Excerpt —
>> begin
I can be stubborn that way.
The ostensible change of season brought a busy week for me: six soccer games, preparation for parent-teacher conferences and, two days after the autumnal equinox, the twelfth birthday of Eldest Daughter. And like my refusal to let go of summer, I cling to my daughter’s childhood like a dear plushy, cradling that idealized vision of her nine years ago, bare feet beneath her nightgown and tussled, golden hair falling over her eyes, her soft hands holding a stuffed Simba close to her chin.
There are a few things I own and cherish but their value is meaningless compared to the significance of those memories. Although all I have is today, ultimately, the here and now is never a clean slate and possessing the memories of my children makes my being in the moment all the more sweeter. It is the treasure of those memories that remind me how important it is to hold fast to present.
Eldest Daughter is my Golden Child, the one consumed with doing the right thing, devastated when she disappoints daddy. She’s been like that ever since she was born. Whereas her siblings cavil and cry at the injustice of me telling them there’s something they can’t do, willful and obstinate imps they are, Eldest Daughter cries because her deep, inbred sense of shame tortures her with the idea that she has not done the right thing. It troubles her to the core, knowing she has displeased me in some way.
>> end
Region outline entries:
>> begin
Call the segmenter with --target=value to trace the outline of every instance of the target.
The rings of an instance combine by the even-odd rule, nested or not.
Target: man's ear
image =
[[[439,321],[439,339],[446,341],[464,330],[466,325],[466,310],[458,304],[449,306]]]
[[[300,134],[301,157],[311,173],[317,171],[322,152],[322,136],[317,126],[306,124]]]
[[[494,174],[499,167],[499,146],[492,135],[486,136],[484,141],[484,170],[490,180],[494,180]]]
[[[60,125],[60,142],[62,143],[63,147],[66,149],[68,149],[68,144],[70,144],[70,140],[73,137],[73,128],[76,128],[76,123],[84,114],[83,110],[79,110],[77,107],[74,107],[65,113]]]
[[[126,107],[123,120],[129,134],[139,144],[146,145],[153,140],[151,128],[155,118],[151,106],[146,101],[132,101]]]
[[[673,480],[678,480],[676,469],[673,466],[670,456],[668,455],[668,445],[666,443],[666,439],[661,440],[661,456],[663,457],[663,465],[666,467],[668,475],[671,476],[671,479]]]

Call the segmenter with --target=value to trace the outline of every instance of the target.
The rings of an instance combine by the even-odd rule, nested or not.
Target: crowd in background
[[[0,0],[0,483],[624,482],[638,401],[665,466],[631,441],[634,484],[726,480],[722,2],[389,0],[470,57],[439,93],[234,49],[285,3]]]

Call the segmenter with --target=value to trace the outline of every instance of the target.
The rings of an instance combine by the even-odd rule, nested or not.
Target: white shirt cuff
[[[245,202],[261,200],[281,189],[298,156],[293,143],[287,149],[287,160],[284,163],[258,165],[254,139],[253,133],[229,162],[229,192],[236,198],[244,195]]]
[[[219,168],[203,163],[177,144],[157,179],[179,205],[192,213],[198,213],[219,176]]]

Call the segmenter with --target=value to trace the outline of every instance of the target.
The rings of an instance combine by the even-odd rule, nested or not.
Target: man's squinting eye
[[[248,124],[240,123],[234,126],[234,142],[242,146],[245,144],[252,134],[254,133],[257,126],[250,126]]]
>> end
Required tasks —
a - Which events made up the busy week described in the excerpt?
b - According to the excerpt, how long after the autumnal equinox was Eldest Daughter's twelfth birthday?

Answers to the exercises —
a - Six soccer games, preparation for parent-teacher conferences, and Eldest Daughter's twelfth birthday.

b - Two days after the autumnal equinox.